• Exercise instructions:
• a. In the State v. Ellefson opinion, on what date did the revocation hearing begin?
• b. Which criminal offenses does the State v. Ellefson opinion name? List every one.
• c. Extend the State v. Ellefson opinion, starting after its final sentence.

• Passage provided:
++++

State v. EllefsonAnnotate this Case
334 N.W.2d 56 (1983)
STATE of South Dakota, Plaintiff and Appellee, v. Richard James ELLEFSON, Defendant and Appellant.
Supreme Court of South Dakota.
Argued April 19, 1983.
Decided May 25, 1983.
Douglas E. Kludt, Asst. Atty. Gen., Pierre, for plaintiff and appellee, Mark V. Meierhenry, Atty. Gen., Pierre, on the brief.
Craig A. Kennedy of Doyle, Bierle, Porter & Kennedy, Yankton, for defendant and appellant.
This is an appeal from an order revoking suspended sentence. We affirm.
In 1978 defendant was sentenced to ten years in the penitentiary for second degree rape. Following an appeal to this court, State v. Ellefson, 287 N.W.2d 493 (S.D.1980), defendant was resentenced, again to ten years in the penitentiary. In December of 1980, the trial court entered an order suspending the sentence under certain terms and conditions. Defendant was convicted of burglary and first degree sexual *57 assault in Nebraska on March 26, 1982. He was appealing this conviction at the time of the revocation hearing.
During the period from February 9, 1982, to July 22, 1982, the State obtained, but did not serve, three separate bench warrants for defendant's arrest based upon the Nebraska charges against defendant. On August 4, 1982, defendant gave notice to the Yankton County State's Attorney of the fact of his imprisonment and requested final disposition of the revocation proceedings. The revocation hearing began on the morning of September 10, 1982. The court adjourned the hearing until the afternoon of that day upon learning that a petition for revocation had not yet been served upon defendant. Upon resumption of the hearing in the afternoon, the trial court asked defendant's counsel if he had had a reasonable time to prepare a defense to the revocation petition, which had been served upon defendant during the adjournment, to which counsel responded, "[A]t this time I am not requesting the court for a continuance." After receiving certified copies of the judgments entered on the Nebraska convictions, the trial court entered findings of fact, conclusions of law, and an order revoking the order of suspension and reinstating the sentence.
Defendant's first contention is that he was denied his right to a preliminary hearing prior to the revocation hearing and that he received inadequate notice of the claimed violations that formed the basis of the revocation hearing.

++++

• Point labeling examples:
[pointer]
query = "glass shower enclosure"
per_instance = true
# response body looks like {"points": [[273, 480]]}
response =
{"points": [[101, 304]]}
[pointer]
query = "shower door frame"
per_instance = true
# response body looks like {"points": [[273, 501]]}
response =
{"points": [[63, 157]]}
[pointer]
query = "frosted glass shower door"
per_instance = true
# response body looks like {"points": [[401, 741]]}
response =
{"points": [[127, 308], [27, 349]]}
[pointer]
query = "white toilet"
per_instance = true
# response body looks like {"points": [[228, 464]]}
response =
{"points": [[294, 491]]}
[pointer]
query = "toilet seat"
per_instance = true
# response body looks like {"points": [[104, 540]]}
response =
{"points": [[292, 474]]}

++++

• Results by task:
• a. September 10, 1982

• b.
- Second degree rape
- Burglary
- First degree sexual assault

• c.
Morrissey v. Brewer, 408 U.S. 471, 92 S. Ct. 2593, 33 L. Ed. 2d 484 (1972), enumerates the following requirements of due process for parole revocation:(a) written notice of the claimed violations of parole; (b) disclosure to the parolee of evidence against him; (c) opportunity to be heard in person and to present witnesses and documentary evidence; (d) the right to confront and cross-examine adverse witnesses (unless the hearing officer specifically finds good cause for not allowing confrontation); (e) a "neutral and detached" hearing body such as a traditional parole board, members of which need not be judicial officers or lawyers; and (f) a written statement by the factfinders as to the evidence relied on and reasons for revoking parole.
408 U.S. at 489, 92 S. Ct. at 2604, 33 L. Ed. 2d at 499. Gagnon v. Scarpelli, 411 U.S. 778, 93 S. Ct. 1756, 36 L. Ed. 2d 656 (1973), extended these requirements to probation revocation proceedings. We addressed the requirement of a probable cause hearing in State v. Lohnes, 266 N.W.2d 109, 112 (S.D.1978), where we stated:[A] probationer is entitled to a two-step due process proceeding before his probation may be revoked. The first stepa probable cause hearing to determine if there are reasonable grounds to believe that probation violations have occurred and to hold him for further hearingis not involved here. The appellant does not contest the fact that he escaped twice and where violations are admitted, no probable cause hearing is necessary.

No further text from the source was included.